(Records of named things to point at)
╔══

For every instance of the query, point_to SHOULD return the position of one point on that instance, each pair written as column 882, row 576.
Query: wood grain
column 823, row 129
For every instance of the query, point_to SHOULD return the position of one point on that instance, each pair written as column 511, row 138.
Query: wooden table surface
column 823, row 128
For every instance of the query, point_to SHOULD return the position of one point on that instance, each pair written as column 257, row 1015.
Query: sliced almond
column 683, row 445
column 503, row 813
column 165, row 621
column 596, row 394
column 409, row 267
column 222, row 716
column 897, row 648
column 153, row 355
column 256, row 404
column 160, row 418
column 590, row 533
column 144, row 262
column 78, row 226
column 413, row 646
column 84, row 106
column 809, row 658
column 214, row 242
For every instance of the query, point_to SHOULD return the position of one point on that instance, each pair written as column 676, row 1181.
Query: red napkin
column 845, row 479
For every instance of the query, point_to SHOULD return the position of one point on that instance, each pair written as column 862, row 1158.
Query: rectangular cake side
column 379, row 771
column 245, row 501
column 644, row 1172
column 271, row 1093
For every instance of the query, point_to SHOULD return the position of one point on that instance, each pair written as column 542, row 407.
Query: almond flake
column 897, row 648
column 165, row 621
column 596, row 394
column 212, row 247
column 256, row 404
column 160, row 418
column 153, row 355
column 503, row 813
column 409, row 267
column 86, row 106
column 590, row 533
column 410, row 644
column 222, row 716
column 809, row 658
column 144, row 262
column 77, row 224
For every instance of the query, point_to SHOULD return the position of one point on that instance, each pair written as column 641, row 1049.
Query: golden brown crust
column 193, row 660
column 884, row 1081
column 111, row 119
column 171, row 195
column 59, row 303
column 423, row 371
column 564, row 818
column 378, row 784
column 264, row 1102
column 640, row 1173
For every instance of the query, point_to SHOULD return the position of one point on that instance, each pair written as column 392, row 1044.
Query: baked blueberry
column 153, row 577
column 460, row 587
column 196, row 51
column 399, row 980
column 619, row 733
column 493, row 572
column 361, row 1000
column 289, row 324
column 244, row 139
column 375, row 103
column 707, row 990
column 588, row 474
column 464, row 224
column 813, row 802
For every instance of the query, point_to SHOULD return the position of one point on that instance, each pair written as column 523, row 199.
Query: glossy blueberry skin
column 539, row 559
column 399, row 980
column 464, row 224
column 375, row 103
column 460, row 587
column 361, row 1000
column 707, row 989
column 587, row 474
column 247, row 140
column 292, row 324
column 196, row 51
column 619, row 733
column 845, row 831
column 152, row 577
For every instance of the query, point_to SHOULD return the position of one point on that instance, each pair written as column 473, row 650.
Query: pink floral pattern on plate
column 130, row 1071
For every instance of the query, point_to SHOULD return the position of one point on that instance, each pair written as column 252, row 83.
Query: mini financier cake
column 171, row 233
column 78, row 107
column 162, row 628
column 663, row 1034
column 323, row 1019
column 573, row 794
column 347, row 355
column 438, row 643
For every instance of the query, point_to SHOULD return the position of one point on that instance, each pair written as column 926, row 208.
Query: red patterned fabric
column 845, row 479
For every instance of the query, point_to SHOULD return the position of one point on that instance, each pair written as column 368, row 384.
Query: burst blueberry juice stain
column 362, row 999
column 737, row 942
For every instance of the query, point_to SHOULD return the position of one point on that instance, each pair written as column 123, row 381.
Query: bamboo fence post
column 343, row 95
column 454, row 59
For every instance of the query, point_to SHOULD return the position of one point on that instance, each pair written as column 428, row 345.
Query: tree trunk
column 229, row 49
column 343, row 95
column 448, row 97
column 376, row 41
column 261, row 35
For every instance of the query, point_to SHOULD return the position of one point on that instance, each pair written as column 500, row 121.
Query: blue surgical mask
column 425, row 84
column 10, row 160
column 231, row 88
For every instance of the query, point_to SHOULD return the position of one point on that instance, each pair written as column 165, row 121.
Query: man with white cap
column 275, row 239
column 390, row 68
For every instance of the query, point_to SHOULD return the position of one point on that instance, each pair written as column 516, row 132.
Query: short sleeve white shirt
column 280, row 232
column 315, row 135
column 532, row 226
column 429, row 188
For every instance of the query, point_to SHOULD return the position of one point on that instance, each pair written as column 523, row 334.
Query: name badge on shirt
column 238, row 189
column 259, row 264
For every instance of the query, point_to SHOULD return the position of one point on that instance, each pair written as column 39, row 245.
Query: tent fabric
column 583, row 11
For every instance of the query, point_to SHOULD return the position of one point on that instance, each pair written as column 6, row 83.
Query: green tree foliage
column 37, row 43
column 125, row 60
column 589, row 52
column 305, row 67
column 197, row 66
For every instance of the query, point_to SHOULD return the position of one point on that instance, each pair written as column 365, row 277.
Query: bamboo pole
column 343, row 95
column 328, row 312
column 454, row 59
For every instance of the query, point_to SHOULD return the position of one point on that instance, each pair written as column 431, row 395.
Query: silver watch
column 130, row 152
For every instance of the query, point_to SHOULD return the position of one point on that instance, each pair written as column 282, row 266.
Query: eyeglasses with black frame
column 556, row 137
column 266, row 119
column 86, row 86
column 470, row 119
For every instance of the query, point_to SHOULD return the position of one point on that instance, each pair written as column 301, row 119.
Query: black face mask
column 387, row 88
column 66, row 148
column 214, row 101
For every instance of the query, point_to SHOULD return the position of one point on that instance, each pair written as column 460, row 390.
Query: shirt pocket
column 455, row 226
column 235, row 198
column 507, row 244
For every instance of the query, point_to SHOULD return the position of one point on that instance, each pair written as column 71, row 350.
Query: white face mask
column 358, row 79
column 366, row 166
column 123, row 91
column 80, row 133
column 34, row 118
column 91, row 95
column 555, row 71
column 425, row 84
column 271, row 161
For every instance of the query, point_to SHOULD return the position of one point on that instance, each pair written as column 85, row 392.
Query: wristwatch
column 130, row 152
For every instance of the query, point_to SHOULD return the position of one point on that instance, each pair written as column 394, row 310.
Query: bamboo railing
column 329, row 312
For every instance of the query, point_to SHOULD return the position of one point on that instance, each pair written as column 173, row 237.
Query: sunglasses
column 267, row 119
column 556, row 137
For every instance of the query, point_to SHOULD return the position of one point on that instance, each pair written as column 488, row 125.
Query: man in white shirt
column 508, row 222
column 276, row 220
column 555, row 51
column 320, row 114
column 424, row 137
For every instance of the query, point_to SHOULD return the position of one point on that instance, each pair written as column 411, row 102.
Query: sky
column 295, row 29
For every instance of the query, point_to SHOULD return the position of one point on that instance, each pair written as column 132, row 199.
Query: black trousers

╚══

→ DIRECTIVE
Turn the lines from the one that contains "257, row 1015." to the one that contains "column 77, row 224", both included, into a JSON list of strings with one string per line and blank lines left out.

→ SOLUTION TO THE EXERCISE
[
  "For every instance of the query, point_to SHOULD return the position of one point on that instance, each pair written as column 257, row 1015.",
  "Query: sliced almond",
  "column 683, row 445",
  "column 503, row 813",
  "column 165, row 621",
  "column 596, row 394",
  "column 409, row 267",
  "column 222, row 716",
  "column 897, row 648",
  "column 153, row 355",
  "column 256, row 404",
  "column 160, row 418",
  "column 590, row 533",
  "column 144, row 262",
  "column 78, row 226",
  "column 413, row 646",
  "column 84, row 106",
  "column 809, row 658",
  "column 214, row 242",
  "For every instance of the query, point_to SHOULD return the position of one point on that instance, each pair written as column 676, row 1181.",
  "Query: red napkin",
  "column 845, row 479",
  "For every instance of the query, point_to SHOULD return the position of one point on that instance, each pair written as column 862, row 1158.",
  "Query: rectangular cake side",
  "column 379, row 771",
  "column 245, row 501",
  "column 644, row 1172",
  "column 271, row 1093",
  "For every instance of the query, point_to SHOULD return the position of one point on that instance, each pair written as column 542, row 407.",
  "Query: almond flake",
  "column 897, row 648",
  "column 165, row 621",
  "column 596, row 394",
  "column 212, row 247",
  "column 256, row 404",
  "column 160, row 418",
  "column 153, row 355",
  "column 503, row 813",
  "column 409, row 267",
  "column 86, row 106",
  "column 590, row 533",
  "column 410, row 644",
  "column 222, row 716",
  "column 809, row 658",
  "column 144, row 262",
  "column 77, row 224"
]